• EXERCISE: Reproduce each line, exactly, from the one containing "Can you find the license" through the end of the material. Exclude pictures.

Point annotation dataset records
[BEGIN]

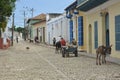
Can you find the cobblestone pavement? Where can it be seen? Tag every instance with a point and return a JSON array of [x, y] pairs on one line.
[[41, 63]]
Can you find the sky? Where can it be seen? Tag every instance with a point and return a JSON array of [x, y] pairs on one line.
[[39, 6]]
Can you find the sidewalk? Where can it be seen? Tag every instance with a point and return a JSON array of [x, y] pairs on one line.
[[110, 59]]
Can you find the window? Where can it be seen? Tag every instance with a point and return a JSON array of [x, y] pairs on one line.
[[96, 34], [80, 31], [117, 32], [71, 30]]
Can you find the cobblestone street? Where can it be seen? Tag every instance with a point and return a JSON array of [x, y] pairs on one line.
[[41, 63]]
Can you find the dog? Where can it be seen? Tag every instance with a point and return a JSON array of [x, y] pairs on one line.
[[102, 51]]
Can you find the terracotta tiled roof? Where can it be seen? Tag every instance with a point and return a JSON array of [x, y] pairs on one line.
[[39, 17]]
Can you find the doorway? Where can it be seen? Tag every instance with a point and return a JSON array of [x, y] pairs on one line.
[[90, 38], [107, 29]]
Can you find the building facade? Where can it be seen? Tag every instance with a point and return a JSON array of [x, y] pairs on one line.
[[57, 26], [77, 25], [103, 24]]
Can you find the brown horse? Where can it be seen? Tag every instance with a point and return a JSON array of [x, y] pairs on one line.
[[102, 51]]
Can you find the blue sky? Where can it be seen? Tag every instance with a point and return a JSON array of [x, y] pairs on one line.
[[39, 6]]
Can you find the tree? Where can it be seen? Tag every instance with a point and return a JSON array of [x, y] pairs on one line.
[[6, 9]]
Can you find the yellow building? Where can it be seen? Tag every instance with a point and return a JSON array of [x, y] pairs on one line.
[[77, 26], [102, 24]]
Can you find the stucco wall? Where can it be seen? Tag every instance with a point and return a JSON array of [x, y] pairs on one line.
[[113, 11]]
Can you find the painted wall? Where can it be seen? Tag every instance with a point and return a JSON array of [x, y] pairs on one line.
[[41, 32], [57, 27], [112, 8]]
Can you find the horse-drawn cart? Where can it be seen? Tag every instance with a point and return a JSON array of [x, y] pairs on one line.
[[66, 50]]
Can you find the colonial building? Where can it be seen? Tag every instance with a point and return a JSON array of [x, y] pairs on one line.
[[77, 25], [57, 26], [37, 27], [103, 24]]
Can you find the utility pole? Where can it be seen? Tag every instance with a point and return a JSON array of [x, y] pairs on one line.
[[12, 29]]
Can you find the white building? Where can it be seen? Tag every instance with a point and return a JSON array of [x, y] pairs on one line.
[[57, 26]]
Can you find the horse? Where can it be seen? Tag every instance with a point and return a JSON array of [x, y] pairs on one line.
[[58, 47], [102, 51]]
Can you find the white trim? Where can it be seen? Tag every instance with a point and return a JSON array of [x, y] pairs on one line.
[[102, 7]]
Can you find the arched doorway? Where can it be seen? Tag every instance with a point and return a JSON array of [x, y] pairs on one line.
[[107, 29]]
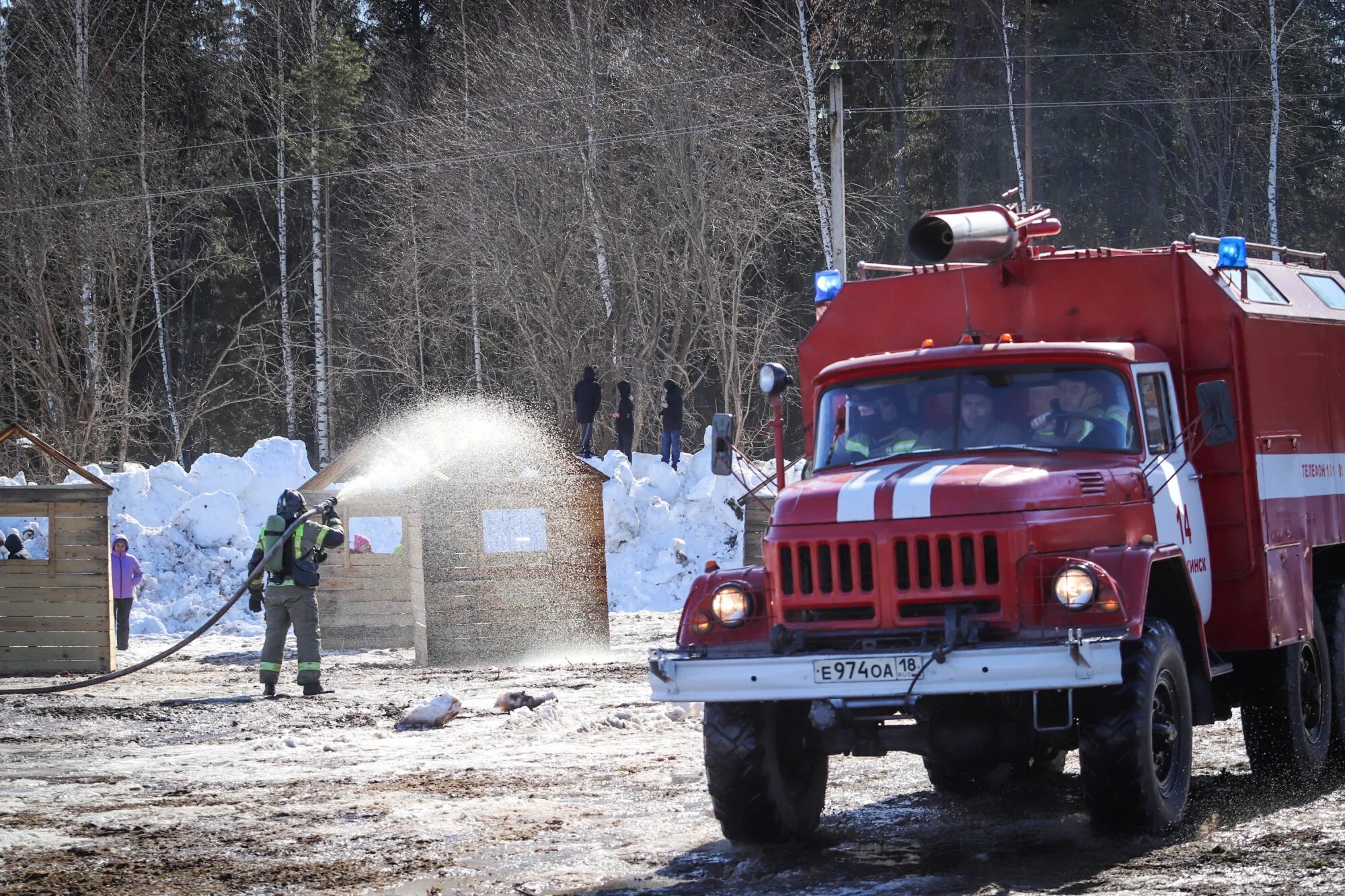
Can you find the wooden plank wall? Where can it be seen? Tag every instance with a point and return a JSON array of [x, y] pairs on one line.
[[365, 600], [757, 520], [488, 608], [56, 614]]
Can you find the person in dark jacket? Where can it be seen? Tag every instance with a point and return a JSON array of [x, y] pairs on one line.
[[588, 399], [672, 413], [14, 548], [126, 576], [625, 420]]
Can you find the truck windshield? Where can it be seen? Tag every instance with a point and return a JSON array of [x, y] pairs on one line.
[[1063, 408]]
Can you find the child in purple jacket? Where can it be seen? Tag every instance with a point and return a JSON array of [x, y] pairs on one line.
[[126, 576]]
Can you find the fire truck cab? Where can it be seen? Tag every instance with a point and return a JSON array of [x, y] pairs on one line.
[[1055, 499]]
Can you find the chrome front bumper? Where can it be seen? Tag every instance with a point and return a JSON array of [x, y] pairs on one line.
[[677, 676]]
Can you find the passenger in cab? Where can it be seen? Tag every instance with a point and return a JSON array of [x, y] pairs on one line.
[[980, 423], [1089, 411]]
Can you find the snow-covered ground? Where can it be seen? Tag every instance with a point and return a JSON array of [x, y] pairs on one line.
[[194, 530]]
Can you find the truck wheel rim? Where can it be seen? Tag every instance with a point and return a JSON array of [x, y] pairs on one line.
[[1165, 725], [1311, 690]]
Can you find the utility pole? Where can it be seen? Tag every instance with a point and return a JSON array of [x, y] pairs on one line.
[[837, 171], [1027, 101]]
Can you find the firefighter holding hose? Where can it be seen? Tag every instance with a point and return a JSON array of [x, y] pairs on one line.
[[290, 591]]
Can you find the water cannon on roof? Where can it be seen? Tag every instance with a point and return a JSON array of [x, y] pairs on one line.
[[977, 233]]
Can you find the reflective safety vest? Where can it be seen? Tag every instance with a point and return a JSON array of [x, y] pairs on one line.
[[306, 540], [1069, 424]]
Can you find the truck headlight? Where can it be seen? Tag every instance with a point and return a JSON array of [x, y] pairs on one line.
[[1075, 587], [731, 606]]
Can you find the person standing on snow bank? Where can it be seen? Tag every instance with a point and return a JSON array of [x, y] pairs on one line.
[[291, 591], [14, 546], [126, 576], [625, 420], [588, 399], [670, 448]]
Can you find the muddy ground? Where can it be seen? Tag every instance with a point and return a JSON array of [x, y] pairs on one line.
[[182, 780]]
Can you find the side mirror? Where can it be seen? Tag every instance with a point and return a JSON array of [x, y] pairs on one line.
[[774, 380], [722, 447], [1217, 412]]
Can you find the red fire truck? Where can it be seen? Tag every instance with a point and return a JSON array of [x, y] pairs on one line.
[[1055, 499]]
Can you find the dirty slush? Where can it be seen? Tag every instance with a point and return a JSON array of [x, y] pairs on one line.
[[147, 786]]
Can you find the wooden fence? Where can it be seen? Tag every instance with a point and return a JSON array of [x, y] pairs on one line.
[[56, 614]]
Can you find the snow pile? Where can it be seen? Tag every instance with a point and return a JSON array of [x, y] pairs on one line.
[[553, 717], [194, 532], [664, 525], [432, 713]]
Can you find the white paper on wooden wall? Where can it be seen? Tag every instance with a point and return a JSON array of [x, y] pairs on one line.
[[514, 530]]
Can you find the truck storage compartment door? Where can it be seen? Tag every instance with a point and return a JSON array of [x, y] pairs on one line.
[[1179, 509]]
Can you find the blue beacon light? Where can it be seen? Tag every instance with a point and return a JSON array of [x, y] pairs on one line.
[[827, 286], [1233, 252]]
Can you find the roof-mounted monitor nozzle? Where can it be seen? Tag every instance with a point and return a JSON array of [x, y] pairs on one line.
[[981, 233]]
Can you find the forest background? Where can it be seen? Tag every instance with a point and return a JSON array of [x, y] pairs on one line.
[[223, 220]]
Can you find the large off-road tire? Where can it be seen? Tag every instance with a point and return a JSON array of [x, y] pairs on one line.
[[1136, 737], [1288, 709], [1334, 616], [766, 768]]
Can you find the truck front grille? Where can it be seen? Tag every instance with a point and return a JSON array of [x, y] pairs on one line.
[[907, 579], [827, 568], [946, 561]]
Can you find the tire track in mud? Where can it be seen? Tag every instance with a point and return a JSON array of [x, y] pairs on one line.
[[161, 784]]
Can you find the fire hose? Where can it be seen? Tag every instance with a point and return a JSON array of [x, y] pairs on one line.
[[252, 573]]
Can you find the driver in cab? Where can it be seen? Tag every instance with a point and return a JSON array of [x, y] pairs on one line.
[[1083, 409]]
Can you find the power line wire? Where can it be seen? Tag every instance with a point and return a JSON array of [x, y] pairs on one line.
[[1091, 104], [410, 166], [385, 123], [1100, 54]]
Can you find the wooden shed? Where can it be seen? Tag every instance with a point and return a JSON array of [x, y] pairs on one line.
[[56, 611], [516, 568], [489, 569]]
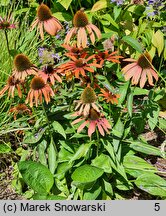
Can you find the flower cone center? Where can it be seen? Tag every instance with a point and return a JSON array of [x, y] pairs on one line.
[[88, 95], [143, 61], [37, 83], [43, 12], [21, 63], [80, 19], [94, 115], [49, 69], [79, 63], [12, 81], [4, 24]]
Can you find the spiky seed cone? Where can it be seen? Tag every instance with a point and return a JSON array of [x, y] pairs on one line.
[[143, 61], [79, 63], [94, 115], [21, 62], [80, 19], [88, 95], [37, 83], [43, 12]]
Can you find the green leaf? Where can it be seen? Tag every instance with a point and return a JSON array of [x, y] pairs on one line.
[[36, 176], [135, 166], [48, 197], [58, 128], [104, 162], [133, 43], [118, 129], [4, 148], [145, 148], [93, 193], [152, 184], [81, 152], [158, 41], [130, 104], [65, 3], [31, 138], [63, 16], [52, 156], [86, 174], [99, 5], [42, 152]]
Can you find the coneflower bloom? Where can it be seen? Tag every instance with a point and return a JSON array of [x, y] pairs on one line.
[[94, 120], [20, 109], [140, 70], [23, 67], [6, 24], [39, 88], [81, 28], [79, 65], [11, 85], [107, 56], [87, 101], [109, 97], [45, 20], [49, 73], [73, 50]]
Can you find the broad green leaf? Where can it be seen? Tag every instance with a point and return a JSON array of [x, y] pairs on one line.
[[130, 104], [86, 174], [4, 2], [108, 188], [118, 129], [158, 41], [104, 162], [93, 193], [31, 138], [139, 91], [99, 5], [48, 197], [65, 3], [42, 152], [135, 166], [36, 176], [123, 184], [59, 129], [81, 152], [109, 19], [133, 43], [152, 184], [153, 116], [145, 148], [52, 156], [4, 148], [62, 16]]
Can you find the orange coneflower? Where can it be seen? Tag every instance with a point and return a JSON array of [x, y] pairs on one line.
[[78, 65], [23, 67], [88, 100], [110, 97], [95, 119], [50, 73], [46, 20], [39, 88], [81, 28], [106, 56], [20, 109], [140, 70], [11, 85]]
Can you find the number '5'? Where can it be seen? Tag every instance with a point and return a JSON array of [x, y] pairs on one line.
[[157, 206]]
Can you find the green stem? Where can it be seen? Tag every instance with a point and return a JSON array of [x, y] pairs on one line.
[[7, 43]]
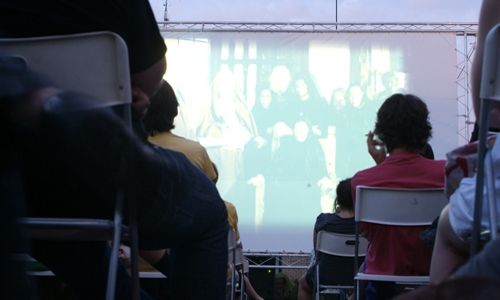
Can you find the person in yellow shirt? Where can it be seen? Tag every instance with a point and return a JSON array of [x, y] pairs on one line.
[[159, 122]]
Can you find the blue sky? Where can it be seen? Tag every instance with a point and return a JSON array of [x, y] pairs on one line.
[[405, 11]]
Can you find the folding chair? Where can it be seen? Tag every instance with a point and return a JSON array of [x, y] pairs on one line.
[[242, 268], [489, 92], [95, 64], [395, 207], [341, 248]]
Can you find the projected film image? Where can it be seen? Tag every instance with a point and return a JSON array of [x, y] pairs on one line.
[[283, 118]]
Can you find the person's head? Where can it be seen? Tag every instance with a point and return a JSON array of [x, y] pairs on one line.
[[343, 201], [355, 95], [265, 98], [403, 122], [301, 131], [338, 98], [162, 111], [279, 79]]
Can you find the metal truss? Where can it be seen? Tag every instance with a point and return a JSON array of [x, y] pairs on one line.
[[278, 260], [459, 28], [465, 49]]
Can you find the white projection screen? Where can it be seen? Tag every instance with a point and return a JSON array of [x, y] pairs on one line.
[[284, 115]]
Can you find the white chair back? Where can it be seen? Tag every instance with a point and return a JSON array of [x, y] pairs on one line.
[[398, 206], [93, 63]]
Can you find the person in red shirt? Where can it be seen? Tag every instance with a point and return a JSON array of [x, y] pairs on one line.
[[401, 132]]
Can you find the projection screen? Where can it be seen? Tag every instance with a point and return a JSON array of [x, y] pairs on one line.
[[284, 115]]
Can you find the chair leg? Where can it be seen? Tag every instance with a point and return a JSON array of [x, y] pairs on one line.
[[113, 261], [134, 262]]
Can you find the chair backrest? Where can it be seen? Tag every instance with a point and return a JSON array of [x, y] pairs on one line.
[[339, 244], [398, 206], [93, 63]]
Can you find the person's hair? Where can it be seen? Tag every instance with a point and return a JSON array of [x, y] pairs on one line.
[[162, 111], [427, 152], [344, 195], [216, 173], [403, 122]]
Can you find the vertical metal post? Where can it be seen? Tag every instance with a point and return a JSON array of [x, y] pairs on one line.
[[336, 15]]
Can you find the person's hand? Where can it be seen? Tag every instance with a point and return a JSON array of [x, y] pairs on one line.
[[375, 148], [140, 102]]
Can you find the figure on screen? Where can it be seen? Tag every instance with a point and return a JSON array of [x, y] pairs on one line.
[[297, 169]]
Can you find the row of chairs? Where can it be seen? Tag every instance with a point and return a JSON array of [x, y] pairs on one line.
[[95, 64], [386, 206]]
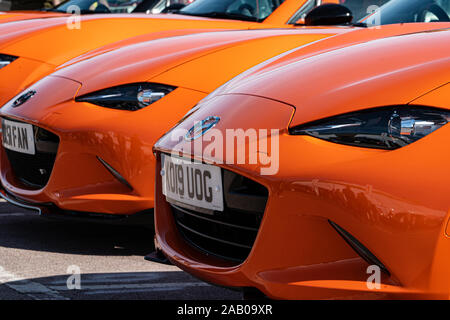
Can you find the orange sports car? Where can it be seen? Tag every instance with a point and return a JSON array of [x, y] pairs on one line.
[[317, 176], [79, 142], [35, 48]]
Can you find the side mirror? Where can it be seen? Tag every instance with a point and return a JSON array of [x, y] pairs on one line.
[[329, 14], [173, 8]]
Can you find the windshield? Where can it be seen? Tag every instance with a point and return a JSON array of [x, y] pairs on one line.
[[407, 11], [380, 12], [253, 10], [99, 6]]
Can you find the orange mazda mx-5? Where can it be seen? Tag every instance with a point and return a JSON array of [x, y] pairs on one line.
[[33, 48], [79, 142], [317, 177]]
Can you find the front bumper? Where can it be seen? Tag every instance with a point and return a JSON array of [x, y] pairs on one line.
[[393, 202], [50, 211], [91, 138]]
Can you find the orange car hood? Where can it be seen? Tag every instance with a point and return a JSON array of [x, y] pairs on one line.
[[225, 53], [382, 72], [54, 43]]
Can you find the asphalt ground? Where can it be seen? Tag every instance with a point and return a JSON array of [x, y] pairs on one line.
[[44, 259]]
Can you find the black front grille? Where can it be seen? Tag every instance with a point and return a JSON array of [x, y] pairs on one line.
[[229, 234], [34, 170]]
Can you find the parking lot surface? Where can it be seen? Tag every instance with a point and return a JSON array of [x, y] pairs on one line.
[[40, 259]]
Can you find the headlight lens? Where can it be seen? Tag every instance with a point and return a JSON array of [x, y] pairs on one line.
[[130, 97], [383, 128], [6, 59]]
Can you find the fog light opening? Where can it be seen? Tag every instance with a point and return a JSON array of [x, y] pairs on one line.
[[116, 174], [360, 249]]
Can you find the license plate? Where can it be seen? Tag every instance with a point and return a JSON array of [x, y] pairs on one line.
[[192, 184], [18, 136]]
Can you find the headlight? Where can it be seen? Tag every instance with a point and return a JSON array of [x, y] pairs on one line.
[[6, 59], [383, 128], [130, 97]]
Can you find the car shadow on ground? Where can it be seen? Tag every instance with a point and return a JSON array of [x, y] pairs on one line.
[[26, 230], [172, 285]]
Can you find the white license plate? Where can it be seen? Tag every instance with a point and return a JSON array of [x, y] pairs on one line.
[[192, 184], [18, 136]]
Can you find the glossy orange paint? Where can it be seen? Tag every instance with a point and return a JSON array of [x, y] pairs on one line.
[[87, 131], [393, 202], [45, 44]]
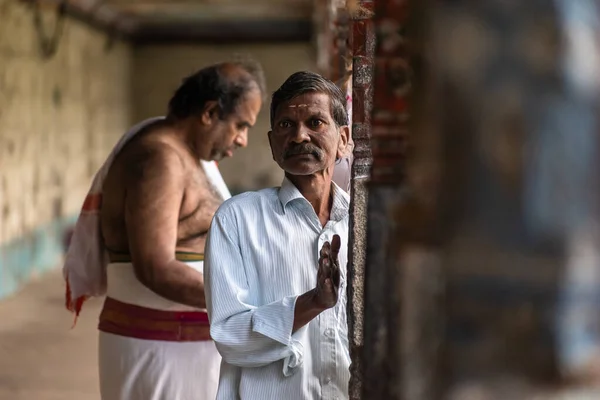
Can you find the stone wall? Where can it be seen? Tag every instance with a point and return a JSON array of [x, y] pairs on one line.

[END]

• EXERCISE OUTPUT:
Can you find the license plate? Where can it be seen? Tag every instance with a point and return a JSON array of [x, y] pairs on one line.
[[192, 184], [18, 136]]
Can you find the headlight? Where can it be seen? Tag every instance with a point and return a JSON array of [x, y] pairs on one line.
[[6, 59], [383, 128], [130, 97]]
Can you find the car shadow on ground? Where can it be seen? Tag every instance with a point and return a JSON array of [x, y] pairs on one line.
[[26, 230], [172, 285]]
Can you find the white license plate? Where can it be seen? Tag every instance with a point and return a JSON array of [x, y] pairs on one line.
[[192, 184], [18, 136]]
Can you find the glossy orange paint? Where can it be seen? Tag every instance with a point and return a JSON array of [x, y] pairs on one line.
[[87, 131], [393, 202], [45, 44]]
Can you find the stone wall? Where can it be seen? Tag every instance with a point and return a JSON array of [x, y] pairs on one line.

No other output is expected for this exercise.